Tolong tentukan apakah setiap pernyataan berikut sesuai dengan teks tentang gaya hidup bersih di bawah. Jawab ya atau tidak untuk tiap nomor, disertai kutipan persis kata-kata penentu dari teks.
1. Penulis menyebut dirinya ibu rumah tangga yang cerewet dalam urusan kedisiplinan dan kebersihan.
2. Menurut teks, keluarga penulis cukup mandi satu kali sehari.
3. Orang yang bisa membaca "Buanglah sampah pada tempatnya!" tetapi tetap membuang sampah sembarangan dianggap belum punya kesadaran berliterasi.

**BAGIAN DOKUMEN**
┄┄┄┄┄┄┄┄┄┄┄┄┄┄┄┄┄┄┄┄

Gaya Hidup 3 M; Membahagiakan Hati, Menyehatkan Tubuh, dan Menjaga Bumi
Mengapa
saya berani menyatakan bahwa kesadaran literasi mampu mengubah sesuatu menjadi
lebih baik? Jawabannya sering saya ungkapkan ketika mengisi acara-acara
literasi, yaitu bahwa seseorang yang memiliki kesadaran literasi tidak hanya
mampu membaca, tetapi juga sanggup melakukan hal-hal yang merupakan pemahaman dari
hasil membaca tersebut.
Contohnya,
ketika seseorang mampu membaca
“Kebersihan adalah pangkal kesehatan,” maka kesadaran berliterasi akan
menuntunnya untuk mulai mengerti pentingnya kesehatan dan mulai berperilaku
menjaga kebersihan sehingga ia berpeluang mendapatkan kondisi yang senantiasa sehat.
 |
Siapa pun, termasuk setiap muslim, punya tanggung jawab menjaga lingkungan demi generasi masa depan. (Dok: MUI Pusat) |
Itulah
sebabnya, ketika ada seseorang yang bisa membaca “Buanglah sampah pada
tempatnya!”, tetapi tetap membuang sampah sembarangan, maka itu berarti
kemampuannya membaca belum membuatnya punya kesadaran berliterasi sehingga
tidak ada perubahan ke arah yang lebih baik, baru sebatas slogan tanpa aksi
nyata. Kondisi inilah yang mungkin masih menyelimuti sebagian masyarakat kita.
Sebagai keluarga
muslim, kami bahkan memiliki tanggung jawab yang lebih besar dalam menjaga
kebersihan, baik diri pribadi, keluarga, dan lingkungan. “Kebersihan itu
sebagian dari iman” merupakan sebuah value yang seharusnya dipegang oleh
setiap individu muslim.
Berawal
dari kebersihan inilah seluruh sendi keimanan akan terjalin utuh. Seluruh rangkaian
ritual kami sebagai muslim tidak akan lepas dari kebersihan, baik jasmani
maupun rohani, dan sudah seharusnya bersih menjadi sebuah gaya hidup (life
style) dalam diri setiap pribadi.
1.
Keluarga
Ceria dengan Higiene dan Sanitasi yang Terpelihara
Ketika
melakukan aktivitas rutin sehari-hari, kami menjadikan kebersihan sebagai hal
yang tidak bisa dilepaskan sejak bangun tidur di pagi hari hingga tidur kembali
di malam hari. Saya termasuk ibu rumah tangga yang “cerewet” jika sudah
berkaitan dengan kedisiplinan dan kebersihan.
Kebersihan
diri pribadi, seperti mencuci tangan sebelum makan dan minum, mandi minimal dua
kali sehari, mencuci piring setelah digunakan, pakaian yang bersih dan rapi
hingga makanan dan minuman bergizi atau bernutrisi, dan lain-lain secara tertib
ditanamkan dan dilakukan secara konsisten demi menjaga kesehatan diri kami
sekeluarga.

┄┄┄┄┄┄┄┄┄┄┄┄┄┄┄┄┄┄┄┄

**DAFTAR BARIS**

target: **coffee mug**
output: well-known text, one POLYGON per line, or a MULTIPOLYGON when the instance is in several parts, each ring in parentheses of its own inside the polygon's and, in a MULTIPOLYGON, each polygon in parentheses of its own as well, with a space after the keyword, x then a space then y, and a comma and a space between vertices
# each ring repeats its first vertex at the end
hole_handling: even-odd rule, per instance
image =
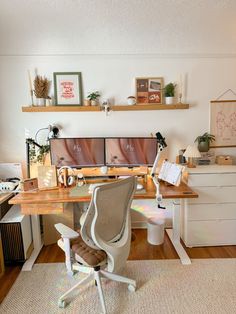
POLYGON ((107 166, 102 166, 102 167, 100 168, 100 171, 101 171, 102 174, 106 174, 107 171, 108 171, 108 167, 107 167, 107 166))

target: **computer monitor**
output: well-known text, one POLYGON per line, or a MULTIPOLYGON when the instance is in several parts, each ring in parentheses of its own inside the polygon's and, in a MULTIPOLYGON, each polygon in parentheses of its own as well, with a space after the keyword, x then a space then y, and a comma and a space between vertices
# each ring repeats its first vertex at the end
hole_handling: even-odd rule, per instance
POLYGON ((56 167, 100 167, 105 165, 104 138, 50 139, 51 163, 56 167))
POLYGON ((107 166, 152 166, 157 154, 157 140, 152 137, 106 138, 105 149, 107 166))

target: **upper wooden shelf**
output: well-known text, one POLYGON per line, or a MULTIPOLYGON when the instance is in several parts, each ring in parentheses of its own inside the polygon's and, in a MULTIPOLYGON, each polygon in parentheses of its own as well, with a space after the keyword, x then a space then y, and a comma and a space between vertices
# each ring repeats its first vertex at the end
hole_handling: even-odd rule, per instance
MULTIPOLYGON (((138 104, 132 106, 111 106, 113 111, 135 111, 135 110, 174 110, 189 109, 189 104, 138 104)), ((74 111, 102 111, 101 106, 48 106, 48 107, 22 107, 22 112, 74 112, 74 111)))

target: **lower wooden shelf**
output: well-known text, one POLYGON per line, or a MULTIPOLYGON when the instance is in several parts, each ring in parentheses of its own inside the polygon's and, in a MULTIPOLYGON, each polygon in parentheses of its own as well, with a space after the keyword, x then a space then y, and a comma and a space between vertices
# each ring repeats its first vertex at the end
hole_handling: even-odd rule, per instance
MULTIPOLYGON (((189 104, 137 104, 132 106, 114 105, 112 111, 138 111, 138 110, 175 110, 189 109, 189 104)), ((22 112, 76 112, 76 111, 103 111, 101 106, 44 106, 22 107, 22 112)))

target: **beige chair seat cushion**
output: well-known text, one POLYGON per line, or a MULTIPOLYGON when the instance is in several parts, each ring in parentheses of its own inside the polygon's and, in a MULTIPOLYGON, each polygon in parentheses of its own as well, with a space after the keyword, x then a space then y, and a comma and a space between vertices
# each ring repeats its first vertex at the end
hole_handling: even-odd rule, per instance
POLYGON ((102 250, 95 250, 78 237, 73 240, 72 251, 76 254, 76 260, 86 266, 100 266, 106 263, 107 255, 102 250))

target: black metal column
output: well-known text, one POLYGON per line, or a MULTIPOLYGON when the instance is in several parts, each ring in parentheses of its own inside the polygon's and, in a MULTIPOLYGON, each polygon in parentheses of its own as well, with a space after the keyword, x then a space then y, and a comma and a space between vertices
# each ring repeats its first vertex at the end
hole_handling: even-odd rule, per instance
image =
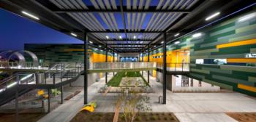
MULTIPOLYGON (((144 56, 143 56, 143 53, 142 53, 142 62, 144 62, 144 56)), ((144 70, 142 70, 142 76, 143 76, 143 73, 144 73, 144 70)))
MULTIPOLYGON (((149 62, 149 45, 148 49, 148 62, 149 62)), ((148 83, 149 83, 149 70, 148 70, 148 83)))
POLYGON ((166 33, 164 33, 163 64, 162 64, 162 104, 166 104, 166 33))
POLYGON ((19 111, 18 111, 18 84, 16 85, 16 92, 15 92, 15 121, 19 121, 19 111))
POLYGON ((63 92, 64 92, 64 90, 63 90, 63 89, 64 89, 64 86, 62 86, 61 87, 61 104, 63 104, 63 92))
POLYGON ((50 112, 50 89, 48 89, 48 113, 50 112))
MULTIPOLYGON (((105 62, 108 62, 108 46, 106 45, 106 49, 105 49, 105 62)), ((108 83, 108 72, 105 73, 105 83, 108 83)))
MULTIPOLYGON (((113 62, 115 62, 115 52, 113 52, 113 62)), ((113 72, 113 76, 115 76, 115 72, 113 72)))
POLYGON ((83 63, 84 63, 84 74, 83 74, 83 91, 84 91, 84 94, 83 94, 83 97, 84 97, 84 100, 83 100, 83 104, 87 104, 88 102, 88 91, 87 91, 87 86, 88 86, 88 78, 87 78, 87 62, 88 62, 88 36, 87 36, 87 33, 84 33, 84 41, 83 41, 83 46, 84 46, 84 51, 83 51, 83 54, 84 54, 84 60, 83 60, 83 63))

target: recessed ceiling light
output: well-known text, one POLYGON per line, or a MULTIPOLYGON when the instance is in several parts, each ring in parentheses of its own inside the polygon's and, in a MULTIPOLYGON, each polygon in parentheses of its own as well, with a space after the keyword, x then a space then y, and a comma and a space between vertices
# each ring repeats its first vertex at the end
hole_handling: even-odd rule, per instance
POLYGON ((179 35, 179 33, 176 33, 176 34, 174 35, 174 37, 176 37, 176 36, 178 36, 178 35, 179 35))
POLYGON ((33 15, 31 15, 31 14, 30 14, 30 13, 29 13, 29 12, 27 12, 22 11, 21 12, 22 12, 23 14, 24 14, 24 15, 27 15, 27 16, 29 16, 29 17, 33 18, 33 19, 40 20, 40 19, 39 19, 39 17, 37 17, 37 16, 33 15))
POLYGON ((211 15, 211 16, 207 17, 206 18, 206 20, 208 21, 208 20, 212 19, 213 17, 214 17, 219 15, 219 14, 220 14, 219 12, 217 12, 217 13, 214 13, 214 15, 211 15))
POLYGON ((181 43, 181 42, 180 41, 176 41, 176 42, 174 42, 174 44, 178 44, 179 43, 181 43))
POLYGON ((78 36, 78 35, 76 35, 76 34, 75 34, 75 33, 71 33, 70 34, 71 34, 72 36, 75 36, 75 37, 77 37, 77 36, 78 36))
POLYGON ((192 37, 193 38, 196 38, 196 37, 199 37, 199 36, 202 36, 201 33, 197 33, 193 34, 192 37))
POLYGON ((249 19, 252 19, 253 17, 256 17, 256 12, 254 12, 254 13, 252 13, 252 14, 249 14, 249 15, 246 15, 242 17, 240 17, 238 19, 238 22, 244 22, 245 20, 249 20, 249 19))

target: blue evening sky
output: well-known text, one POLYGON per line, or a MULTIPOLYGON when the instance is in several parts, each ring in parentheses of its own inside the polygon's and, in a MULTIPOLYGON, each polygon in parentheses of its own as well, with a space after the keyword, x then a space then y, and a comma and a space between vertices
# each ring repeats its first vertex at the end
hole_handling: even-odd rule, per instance
POLYGON ((0 9, 0 50, 24 44, 81 44, 82 41, 0 9))

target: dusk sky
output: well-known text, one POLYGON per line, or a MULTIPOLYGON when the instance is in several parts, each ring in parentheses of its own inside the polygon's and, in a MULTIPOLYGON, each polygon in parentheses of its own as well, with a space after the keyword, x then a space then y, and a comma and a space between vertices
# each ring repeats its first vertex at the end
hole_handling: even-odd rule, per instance
POLYGON ((24 44, 80 44, 82 41, 0 9, 0 51, 24 44))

┄┄┄┄┄┄┄┄┄┄┄┄┄┄┄┄┄┄┄┄

**HASIL TUGAS**
1. Ya: "Saya termasuk ibu rumah tangga yang “cerewet” jika sudah berkaitan dengan kedisiplinan dan kebersihan."
2. Tidak: "mandi minimal dua kali sehari"
3. Ya: "kemampuannya membaca belum membuatnya punya kesadaran berliterasi"